> [EJERCICIO] Convierte todas las líneas siguientes en un CSV de dos columnas, entrada y salida, con una fila por cada texto y su respuesta. Pon cada valor en un solo campo entre comillas y cambia los saltos de línea por espacios.

Registros de una fuente de datos
____

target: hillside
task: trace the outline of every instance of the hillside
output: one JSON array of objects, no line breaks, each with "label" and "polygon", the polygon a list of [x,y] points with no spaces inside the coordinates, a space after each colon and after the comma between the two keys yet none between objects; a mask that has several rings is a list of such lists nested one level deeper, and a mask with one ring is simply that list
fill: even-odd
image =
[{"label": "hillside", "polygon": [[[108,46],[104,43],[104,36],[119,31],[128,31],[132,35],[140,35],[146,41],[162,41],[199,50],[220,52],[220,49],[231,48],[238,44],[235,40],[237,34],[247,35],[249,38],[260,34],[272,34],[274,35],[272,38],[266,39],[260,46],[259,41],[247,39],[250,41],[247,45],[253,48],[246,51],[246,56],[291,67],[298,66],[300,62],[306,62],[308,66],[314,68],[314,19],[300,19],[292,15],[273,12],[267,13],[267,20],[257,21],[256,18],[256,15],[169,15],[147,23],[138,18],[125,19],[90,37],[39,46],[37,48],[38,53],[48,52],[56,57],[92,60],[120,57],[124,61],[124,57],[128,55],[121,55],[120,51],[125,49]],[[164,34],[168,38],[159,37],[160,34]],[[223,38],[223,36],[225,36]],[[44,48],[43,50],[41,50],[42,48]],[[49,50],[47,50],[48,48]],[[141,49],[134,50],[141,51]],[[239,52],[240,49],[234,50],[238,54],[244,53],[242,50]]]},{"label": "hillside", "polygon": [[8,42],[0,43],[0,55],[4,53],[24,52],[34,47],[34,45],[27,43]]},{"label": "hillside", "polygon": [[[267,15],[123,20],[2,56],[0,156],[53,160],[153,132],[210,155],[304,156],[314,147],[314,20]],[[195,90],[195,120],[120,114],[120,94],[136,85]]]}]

____

> [RESULTADO]
entrada,salida
"target: hillside task: trace the outline of every instance of the hillside output: one JSON array of objects, no line breaks, each with ""label"" and ""polygon"", the polygon a list of [x,y] points with no spaces inside the coordinates, a space after each colon and after the comma between the two keys yet none between objects; a mask that has several rings is a list of such lists nested one level deeper, and a mask with one ring is simply that list fill: even-odd image =","[{""label"": ""hillside"", ""polygon"": [[[108,46],[104,43],[104,36],[119,31],[128,31],[132,35],[140,35],[146,41],[162,41],[199,50],[220,52],[220,49],[231,48],[238,44],[235,40],[237,34],[247,35],[249,38],[260,34],[272,34],[274,35],[272,38],[266,39],[260,46],[259,41],[247,39],[250,41],[247,45],[253,48],[246,51],[246,56],[291,67],[298,66],[300,62],[306,62],[308,66],[314,68],[314,19],[300,19],[292,15],[273,12],[267,13],[267,20],[257,21],[256,18],[256,15],[169,15],[147,23],[138,18],[125,19],[90,37],[39,46],[37,48],[38,53],[48,52],[56,57],[92,60],[120,57],[124,61],[124,57],[128,55],[121,55],[120,51],[125,49]],[[164,34],[168,38],[159,37],[160,34]],[[223,38],[223,36],[225,36]],[[44,48],[43,50],[41,50],[42,48]],[[49,50],[47,50],[48,48]],[[141,49],[134,50],[141,51]],[[239,52],[240,49],[234,50],[238,54],[244,53],[242,50]]]},{""label"": ""hillside"", ""polygon"": [[8,42],[0,43],[0,55],[4,53],[24,52],[34,47],[34,45],[27,43]]},{""label"": ""hillside"", ""polygon"": [[[267,15],[123,20],[2,56],[0,156],[53,160],[153,132],[210,155],[304,156],[314,147],[314,20]],[[195,90],[195,120],[120,114],[120,94],[136,85]]]}]"